SET TASK: Render the data from the line with "wiper. I'd be thankful for a quick response." to the line with "[407,168,489,185]", both ends included, as a Markdown table with two columns, No. and Line. Give one row per line, numbered in order, and leave out blank lines.

RECORD EXCERPTS:
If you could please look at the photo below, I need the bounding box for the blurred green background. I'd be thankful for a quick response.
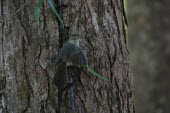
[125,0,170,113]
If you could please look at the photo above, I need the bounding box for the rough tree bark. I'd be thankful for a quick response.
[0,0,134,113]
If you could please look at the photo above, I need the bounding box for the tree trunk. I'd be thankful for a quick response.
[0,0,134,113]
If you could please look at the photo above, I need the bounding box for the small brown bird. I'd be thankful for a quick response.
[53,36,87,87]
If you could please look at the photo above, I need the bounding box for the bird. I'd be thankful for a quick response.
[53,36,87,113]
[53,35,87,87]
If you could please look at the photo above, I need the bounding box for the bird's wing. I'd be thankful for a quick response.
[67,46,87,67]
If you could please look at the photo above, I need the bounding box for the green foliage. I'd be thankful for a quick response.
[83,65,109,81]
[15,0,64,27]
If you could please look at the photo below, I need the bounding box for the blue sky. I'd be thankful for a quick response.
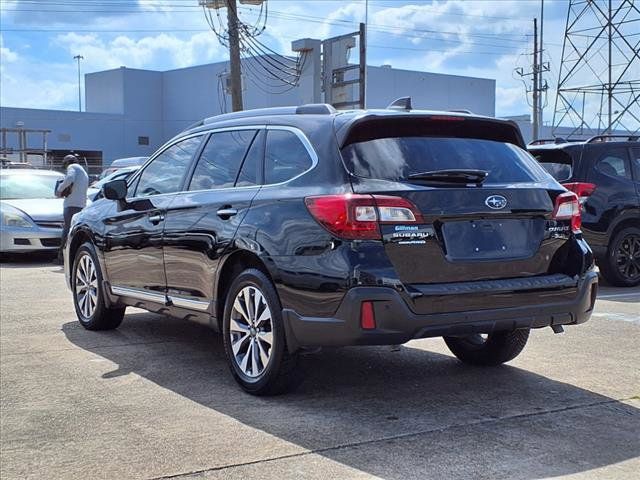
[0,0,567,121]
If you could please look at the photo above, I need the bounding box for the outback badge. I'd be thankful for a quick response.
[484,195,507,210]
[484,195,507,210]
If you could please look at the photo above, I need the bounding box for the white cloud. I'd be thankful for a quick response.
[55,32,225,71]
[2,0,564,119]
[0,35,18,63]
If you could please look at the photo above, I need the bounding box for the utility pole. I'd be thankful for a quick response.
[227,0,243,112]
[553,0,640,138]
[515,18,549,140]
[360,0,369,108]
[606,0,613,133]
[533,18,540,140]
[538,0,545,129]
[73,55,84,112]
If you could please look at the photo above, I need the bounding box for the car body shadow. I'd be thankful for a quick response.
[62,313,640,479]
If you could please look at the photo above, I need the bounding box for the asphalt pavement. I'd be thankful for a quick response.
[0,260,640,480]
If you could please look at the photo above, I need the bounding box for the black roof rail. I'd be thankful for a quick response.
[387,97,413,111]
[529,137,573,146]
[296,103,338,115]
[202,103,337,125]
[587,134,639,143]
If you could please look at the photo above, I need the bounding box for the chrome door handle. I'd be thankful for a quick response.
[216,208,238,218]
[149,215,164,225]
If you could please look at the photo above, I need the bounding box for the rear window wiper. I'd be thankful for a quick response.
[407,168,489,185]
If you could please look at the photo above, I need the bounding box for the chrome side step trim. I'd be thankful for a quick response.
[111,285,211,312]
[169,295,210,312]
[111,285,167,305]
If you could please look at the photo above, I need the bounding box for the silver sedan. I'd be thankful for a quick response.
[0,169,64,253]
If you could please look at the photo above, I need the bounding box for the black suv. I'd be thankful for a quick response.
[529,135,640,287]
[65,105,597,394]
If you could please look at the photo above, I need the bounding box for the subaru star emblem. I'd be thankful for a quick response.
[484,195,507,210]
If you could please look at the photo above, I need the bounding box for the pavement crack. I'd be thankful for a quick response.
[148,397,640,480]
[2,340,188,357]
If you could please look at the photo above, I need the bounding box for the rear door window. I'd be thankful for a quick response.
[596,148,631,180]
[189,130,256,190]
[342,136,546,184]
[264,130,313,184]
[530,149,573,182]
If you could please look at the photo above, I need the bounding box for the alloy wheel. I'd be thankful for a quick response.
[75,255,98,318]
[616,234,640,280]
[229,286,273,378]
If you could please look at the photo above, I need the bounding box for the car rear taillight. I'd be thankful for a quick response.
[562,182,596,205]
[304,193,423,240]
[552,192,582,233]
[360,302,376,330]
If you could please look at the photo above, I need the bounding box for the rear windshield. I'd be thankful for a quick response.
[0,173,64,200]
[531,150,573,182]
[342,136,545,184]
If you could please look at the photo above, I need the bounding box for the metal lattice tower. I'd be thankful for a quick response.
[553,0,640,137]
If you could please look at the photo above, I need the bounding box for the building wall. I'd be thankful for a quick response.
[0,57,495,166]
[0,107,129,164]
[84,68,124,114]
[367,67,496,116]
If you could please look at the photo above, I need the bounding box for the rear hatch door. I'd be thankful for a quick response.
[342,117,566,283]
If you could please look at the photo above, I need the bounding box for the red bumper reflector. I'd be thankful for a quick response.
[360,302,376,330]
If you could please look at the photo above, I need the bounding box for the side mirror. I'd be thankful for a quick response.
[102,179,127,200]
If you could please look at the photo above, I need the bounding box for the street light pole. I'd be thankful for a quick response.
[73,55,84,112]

---

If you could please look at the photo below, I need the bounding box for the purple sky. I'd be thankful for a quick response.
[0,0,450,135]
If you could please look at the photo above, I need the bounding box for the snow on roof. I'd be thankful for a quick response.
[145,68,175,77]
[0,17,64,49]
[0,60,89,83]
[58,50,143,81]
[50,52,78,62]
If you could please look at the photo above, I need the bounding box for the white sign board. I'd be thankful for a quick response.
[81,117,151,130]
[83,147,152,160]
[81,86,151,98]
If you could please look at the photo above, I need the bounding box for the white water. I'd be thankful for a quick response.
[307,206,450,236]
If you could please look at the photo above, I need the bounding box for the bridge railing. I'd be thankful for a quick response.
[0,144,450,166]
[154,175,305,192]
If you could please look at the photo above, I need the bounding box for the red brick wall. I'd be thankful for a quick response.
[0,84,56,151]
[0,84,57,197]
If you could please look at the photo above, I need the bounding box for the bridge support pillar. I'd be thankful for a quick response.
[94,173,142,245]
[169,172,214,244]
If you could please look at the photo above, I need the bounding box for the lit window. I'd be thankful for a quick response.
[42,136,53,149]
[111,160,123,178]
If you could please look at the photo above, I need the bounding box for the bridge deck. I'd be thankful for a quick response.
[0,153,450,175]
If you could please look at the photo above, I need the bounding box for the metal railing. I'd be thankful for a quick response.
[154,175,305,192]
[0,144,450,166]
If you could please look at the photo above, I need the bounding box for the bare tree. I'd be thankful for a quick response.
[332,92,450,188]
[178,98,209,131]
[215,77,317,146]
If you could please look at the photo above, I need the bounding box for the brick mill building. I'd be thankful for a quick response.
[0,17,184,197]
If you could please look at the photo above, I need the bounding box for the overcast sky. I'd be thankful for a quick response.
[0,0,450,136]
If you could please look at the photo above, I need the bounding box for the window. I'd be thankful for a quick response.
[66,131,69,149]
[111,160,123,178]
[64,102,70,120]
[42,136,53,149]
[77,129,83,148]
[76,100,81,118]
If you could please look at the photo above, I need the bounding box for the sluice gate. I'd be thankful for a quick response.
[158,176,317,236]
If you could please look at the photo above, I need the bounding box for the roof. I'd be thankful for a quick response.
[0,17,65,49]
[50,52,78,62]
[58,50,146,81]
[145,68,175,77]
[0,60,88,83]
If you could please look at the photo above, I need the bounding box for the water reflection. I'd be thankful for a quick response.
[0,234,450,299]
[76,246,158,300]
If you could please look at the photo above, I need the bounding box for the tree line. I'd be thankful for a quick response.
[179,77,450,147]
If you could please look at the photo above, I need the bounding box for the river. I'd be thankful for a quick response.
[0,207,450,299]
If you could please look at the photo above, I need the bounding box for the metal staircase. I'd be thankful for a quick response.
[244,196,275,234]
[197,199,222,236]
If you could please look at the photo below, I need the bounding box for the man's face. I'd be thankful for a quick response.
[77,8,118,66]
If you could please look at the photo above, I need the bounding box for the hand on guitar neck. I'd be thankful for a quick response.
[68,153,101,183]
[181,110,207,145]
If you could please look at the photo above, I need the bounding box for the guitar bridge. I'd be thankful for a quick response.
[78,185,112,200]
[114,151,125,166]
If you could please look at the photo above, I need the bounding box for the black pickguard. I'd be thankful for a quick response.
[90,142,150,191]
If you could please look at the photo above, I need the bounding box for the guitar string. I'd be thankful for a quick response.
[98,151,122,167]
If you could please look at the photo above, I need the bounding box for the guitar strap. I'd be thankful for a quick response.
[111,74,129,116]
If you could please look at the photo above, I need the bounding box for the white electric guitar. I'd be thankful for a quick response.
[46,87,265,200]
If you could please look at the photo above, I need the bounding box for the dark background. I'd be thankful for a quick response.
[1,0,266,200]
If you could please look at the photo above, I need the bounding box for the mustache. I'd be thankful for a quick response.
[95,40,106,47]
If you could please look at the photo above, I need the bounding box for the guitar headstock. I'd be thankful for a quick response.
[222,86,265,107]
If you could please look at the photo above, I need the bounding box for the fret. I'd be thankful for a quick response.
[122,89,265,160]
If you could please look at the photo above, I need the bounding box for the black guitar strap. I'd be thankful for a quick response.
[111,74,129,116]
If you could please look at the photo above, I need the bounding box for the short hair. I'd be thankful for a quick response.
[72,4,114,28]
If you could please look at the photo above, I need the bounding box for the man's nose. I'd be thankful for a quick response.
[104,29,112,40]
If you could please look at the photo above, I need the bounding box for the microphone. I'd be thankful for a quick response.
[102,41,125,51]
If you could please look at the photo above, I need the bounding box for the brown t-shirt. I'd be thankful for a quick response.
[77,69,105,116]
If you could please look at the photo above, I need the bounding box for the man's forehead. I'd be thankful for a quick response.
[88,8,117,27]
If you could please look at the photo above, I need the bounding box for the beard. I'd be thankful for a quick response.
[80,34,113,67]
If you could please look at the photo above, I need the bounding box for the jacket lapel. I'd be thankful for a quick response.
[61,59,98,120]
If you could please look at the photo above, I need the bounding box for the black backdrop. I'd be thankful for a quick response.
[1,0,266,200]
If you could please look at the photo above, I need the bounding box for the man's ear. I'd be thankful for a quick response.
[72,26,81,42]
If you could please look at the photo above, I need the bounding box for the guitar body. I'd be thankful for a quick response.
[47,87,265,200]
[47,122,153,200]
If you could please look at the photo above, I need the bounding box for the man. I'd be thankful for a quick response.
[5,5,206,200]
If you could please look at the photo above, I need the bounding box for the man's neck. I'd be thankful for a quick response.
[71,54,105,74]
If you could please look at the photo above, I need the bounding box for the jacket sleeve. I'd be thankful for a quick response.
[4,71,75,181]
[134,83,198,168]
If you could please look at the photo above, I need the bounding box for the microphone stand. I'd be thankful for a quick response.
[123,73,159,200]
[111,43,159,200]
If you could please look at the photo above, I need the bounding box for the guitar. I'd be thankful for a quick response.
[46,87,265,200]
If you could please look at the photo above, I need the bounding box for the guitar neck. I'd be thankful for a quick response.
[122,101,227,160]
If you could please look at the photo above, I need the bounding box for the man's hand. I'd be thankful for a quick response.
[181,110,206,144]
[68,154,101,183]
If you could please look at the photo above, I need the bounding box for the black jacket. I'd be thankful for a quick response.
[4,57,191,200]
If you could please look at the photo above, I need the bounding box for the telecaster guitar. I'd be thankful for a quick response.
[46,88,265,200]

---

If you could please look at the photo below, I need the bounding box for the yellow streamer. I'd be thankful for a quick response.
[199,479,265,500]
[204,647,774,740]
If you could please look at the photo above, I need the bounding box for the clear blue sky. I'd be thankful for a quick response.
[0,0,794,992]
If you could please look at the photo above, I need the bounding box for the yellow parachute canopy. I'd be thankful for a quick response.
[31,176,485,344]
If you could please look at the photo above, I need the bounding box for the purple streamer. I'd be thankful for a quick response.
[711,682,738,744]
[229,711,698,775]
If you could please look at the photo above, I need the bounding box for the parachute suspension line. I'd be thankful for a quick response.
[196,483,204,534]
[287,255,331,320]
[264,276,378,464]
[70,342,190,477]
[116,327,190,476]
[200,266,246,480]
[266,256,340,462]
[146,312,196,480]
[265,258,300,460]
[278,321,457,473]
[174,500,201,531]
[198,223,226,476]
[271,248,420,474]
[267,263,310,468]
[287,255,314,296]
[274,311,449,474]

EXERCISE SOLUTION:
| No. | Line |
|---|---|
| 1 | If you could please look at the photo above, I need the bounding box for the rear window wiper. I'd be thankful for a quick response. |
| 2 | [407,168,489,185] |